** BEGIN MATERIAL FOR THIS TASK **

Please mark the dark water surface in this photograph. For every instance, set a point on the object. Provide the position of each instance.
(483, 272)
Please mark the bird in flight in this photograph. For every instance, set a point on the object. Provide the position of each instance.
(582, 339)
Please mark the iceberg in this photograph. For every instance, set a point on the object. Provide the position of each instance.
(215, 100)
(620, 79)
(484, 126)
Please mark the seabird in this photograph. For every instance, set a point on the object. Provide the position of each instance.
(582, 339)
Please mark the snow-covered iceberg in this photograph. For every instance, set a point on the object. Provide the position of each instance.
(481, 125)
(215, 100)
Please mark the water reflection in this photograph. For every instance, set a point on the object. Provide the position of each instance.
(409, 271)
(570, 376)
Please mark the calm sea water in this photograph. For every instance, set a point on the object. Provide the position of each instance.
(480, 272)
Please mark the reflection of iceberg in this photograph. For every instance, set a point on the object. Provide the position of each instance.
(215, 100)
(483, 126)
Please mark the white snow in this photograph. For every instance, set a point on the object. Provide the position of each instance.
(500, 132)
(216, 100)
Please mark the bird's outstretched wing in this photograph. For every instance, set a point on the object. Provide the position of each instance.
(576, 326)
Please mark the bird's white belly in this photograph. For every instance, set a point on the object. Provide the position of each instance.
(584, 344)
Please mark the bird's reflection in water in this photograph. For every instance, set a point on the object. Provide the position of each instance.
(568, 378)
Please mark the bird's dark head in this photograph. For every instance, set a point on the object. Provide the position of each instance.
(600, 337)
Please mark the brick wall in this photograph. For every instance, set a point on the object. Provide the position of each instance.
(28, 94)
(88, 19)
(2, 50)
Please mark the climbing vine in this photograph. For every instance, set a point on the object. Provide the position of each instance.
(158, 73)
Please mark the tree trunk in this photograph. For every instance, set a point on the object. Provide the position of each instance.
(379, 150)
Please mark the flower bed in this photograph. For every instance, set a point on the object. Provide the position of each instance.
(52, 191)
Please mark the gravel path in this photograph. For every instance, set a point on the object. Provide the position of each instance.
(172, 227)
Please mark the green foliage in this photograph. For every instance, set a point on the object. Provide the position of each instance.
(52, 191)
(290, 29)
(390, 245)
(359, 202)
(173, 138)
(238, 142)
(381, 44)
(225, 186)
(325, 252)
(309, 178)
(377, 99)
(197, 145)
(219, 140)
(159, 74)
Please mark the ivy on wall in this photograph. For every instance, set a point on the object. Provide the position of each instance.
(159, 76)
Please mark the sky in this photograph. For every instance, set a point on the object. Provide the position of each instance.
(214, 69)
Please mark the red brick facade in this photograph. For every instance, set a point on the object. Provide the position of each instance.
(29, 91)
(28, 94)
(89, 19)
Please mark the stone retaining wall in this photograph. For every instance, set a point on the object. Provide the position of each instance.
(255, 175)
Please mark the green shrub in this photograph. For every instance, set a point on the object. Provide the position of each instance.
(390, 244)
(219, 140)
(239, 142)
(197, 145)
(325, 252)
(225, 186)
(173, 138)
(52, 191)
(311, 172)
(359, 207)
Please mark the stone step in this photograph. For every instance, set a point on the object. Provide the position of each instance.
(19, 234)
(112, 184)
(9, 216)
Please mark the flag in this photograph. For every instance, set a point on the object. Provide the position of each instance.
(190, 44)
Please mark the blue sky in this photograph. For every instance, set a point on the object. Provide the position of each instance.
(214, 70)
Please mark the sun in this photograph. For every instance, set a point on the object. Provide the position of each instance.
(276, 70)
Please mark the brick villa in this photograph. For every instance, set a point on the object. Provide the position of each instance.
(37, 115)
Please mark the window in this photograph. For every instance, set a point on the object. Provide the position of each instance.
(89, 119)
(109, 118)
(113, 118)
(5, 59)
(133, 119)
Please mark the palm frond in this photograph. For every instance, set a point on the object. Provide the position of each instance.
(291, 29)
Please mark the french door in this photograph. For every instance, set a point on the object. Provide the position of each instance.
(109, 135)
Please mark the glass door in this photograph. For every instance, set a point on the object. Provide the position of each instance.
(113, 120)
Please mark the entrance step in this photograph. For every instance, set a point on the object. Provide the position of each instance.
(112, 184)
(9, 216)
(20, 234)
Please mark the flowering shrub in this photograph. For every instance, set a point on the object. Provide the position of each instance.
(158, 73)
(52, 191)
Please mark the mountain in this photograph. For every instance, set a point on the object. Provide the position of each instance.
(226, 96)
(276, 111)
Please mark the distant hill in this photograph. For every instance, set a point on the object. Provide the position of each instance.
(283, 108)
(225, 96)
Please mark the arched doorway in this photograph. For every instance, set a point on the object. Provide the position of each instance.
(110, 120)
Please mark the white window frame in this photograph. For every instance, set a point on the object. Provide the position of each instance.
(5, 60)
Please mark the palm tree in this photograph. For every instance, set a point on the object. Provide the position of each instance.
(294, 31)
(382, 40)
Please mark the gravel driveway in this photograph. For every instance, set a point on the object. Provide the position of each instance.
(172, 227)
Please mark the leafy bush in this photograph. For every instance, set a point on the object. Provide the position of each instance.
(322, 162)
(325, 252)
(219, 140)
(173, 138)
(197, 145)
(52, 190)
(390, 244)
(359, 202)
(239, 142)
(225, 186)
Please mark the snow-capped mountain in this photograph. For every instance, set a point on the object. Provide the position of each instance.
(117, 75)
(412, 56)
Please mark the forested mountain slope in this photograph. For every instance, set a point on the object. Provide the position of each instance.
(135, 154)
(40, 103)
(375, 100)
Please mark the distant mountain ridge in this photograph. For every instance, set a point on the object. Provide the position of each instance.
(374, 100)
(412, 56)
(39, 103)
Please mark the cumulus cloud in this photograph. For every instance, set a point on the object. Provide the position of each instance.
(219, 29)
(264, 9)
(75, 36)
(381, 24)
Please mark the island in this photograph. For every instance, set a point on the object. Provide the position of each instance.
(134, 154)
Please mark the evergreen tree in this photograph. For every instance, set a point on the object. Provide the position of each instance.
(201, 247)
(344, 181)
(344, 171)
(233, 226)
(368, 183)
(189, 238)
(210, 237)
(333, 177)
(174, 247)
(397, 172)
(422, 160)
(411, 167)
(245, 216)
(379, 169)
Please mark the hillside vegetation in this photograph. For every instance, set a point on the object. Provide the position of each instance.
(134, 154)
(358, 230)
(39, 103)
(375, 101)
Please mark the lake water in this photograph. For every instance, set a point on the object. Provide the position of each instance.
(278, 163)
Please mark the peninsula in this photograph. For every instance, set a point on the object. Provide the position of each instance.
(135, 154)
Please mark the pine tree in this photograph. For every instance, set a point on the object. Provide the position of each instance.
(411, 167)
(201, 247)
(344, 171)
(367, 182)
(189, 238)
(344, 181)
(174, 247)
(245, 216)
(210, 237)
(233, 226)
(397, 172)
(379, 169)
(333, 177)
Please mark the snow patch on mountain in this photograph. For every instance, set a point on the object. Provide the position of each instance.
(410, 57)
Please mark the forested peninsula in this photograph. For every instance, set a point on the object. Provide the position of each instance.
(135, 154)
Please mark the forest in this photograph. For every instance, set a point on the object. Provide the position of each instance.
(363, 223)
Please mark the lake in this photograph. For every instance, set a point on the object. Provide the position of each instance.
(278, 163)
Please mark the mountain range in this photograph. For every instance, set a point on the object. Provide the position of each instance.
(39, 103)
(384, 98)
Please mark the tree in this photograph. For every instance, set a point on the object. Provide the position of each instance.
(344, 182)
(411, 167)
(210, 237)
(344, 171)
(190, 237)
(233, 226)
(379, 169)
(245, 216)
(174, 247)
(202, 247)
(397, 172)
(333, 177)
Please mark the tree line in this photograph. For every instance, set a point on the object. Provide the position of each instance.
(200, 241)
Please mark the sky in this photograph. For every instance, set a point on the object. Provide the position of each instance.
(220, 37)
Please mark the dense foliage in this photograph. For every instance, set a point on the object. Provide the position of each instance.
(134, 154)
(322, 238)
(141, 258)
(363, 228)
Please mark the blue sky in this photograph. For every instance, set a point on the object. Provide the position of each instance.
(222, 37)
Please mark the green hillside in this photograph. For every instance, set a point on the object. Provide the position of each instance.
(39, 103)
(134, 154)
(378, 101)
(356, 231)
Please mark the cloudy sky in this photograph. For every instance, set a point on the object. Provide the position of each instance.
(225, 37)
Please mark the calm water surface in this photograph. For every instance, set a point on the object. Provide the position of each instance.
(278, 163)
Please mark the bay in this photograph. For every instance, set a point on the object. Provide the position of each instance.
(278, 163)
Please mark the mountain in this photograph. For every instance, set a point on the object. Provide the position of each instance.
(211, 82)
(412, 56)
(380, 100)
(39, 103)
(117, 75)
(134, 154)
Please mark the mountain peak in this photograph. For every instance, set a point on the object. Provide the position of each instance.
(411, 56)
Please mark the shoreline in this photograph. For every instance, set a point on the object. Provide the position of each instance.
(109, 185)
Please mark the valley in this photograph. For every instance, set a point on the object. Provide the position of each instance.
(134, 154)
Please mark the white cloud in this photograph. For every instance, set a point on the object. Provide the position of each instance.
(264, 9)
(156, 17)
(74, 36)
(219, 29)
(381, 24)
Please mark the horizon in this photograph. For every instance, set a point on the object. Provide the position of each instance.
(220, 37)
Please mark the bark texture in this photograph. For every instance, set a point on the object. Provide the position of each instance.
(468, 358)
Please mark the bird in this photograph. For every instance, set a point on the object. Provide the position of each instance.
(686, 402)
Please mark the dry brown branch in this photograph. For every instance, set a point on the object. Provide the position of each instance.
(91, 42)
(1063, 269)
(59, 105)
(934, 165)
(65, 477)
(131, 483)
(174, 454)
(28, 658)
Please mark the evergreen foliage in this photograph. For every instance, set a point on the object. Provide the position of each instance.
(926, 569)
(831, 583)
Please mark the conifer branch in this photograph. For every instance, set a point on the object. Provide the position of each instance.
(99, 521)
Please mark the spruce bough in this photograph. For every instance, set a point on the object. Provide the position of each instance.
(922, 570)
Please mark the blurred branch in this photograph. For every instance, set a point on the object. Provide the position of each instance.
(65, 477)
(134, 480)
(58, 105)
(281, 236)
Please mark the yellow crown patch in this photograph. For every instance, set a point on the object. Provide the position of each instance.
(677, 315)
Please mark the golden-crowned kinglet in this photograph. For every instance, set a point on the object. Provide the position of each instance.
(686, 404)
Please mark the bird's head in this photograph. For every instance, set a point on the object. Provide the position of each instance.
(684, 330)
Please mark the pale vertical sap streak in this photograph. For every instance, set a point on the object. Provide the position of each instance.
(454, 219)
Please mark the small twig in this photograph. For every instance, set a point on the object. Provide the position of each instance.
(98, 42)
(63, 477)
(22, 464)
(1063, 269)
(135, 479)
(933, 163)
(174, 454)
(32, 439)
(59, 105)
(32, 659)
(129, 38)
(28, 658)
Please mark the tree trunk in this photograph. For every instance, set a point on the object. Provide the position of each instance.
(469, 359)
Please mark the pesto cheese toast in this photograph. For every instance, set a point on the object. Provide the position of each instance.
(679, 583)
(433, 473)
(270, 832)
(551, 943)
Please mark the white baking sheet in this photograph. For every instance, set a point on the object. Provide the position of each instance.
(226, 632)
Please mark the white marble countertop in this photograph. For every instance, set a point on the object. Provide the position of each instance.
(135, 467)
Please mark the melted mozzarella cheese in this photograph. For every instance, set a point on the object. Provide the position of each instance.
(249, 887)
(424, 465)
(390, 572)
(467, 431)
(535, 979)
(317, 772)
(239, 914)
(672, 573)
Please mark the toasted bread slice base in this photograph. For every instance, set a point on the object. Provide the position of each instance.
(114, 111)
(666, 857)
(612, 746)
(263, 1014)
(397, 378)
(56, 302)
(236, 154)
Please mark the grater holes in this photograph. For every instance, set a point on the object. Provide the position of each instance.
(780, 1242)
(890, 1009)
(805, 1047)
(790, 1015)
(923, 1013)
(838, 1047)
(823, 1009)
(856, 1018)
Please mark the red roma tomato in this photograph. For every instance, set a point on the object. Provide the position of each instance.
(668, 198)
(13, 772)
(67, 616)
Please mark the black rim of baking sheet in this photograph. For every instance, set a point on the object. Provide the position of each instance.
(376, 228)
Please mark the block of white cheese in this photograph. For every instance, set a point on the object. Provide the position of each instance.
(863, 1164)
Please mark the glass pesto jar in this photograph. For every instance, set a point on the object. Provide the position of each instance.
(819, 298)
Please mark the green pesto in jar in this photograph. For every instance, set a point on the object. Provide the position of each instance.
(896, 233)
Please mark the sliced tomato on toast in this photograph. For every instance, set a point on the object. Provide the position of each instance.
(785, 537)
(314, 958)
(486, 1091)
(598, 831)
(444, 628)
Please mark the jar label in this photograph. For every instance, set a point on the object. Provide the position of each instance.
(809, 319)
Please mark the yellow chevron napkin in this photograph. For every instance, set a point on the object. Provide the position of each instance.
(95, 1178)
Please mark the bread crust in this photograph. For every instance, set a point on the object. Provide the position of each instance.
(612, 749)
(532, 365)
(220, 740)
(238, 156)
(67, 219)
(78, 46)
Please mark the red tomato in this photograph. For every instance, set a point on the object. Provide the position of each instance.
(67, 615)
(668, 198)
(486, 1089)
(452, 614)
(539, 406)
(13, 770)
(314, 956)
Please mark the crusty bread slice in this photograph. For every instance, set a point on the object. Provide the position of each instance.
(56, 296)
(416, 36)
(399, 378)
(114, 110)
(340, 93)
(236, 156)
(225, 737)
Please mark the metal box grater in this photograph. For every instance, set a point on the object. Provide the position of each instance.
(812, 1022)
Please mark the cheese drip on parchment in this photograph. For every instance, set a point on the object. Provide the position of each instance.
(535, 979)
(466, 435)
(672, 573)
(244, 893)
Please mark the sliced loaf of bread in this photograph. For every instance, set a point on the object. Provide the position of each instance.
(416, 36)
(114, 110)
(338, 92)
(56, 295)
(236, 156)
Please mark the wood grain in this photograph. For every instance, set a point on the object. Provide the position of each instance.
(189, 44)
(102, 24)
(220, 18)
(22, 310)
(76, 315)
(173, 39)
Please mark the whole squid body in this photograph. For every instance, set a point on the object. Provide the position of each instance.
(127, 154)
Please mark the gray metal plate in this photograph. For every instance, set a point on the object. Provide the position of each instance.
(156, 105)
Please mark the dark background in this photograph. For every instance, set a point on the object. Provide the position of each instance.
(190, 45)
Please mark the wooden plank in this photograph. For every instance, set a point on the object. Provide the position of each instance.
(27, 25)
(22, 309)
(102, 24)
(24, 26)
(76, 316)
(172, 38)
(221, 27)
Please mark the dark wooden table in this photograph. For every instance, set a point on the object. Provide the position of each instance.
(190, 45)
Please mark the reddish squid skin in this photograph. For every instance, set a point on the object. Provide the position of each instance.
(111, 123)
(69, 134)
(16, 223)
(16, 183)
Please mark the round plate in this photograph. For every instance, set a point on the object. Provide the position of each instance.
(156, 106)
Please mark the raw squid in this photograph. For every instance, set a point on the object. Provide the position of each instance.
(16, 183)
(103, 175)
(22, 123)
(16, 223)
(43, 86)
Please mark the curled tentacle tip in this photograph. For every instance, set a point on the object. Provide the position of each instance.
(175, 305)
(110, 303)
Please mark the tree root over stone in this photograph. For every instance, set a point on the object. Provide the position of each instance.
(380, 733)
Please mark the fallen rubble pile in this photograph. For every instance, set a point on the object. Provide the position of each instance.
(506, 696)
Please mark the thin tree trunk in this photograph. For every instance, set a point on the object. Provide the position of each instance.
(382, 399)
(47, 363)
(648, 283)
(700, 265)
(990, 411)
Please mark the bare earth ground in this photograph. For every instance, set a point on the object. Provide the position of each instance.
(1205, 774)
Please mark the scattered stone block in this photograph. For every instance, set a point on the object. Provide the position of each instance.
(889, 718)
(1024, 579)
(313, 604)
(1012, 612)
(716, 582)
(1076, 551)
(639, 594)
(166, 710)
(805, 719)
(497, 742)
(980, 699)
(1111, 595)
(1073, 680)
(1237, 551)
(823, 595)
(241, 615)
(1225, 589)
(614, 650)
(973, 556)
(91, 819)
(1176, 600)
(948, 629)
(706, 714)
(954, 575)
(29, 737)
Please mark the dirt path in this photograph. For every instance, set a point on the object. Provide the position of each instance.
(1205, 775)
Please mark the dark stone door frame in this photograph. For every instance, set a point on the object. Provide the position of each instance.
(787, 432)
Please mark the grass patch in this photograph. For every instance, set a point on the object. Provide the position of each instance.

** END MATERIAL FOR THIS TASK **

PROBLEM DESCRIPTION
Transcribe word for word the items from the line containing "Please mark the scattered" through the final line of the items, inclusive.

TASK SOLUTION
Please mark the scattered stone block in this photograph. For every instance, set a point on the object. Provide the position of each instance.
(889, 718)
(1024, 579)
(313, 604)
(1012, 612)
(716, 582)
(1076, 551)
(639, 594)
(166, 710)
(805, 719)
(497, 742)
(980, 699)
(1111, 595)
(1073, 680)
(1237, 551)
(823, 595)
(241, 615)
(1225, 589)
(614, 650)
(973, 556)
(91, 819)
(1176, 600)
(948, 629)
(706, 714)
(954, 575)
(29, 737)
Please mark the dirt path in this photograph. For every instance, set a point on the object. Provide the position of each instance.
(1205, 775)
Please mark the dark stone door frame in this photograph. For every instance, set a point on the object. Provide the position of each instance.
(787, 432)
Please mark the grass patch in this photograph. For every instance, set a point on the object. Provide the position of each instance.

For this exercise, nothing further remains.